• Written exercise:
Copy every line of the following entries without changing a single character.

• The input:
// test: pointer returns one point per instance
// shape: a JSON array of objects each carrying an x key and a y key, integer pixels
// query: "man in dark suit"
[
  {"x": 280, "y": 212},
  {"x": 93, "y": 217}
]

• Full response:
// test: pointer returns one point per instance
// shape: a JSON array of objects each carrying an x key and a y key, integer pixels
// query: "man in dark suit"
[
  {"x": 280, "y": 212},
  {"x": 93, "y": 217}
]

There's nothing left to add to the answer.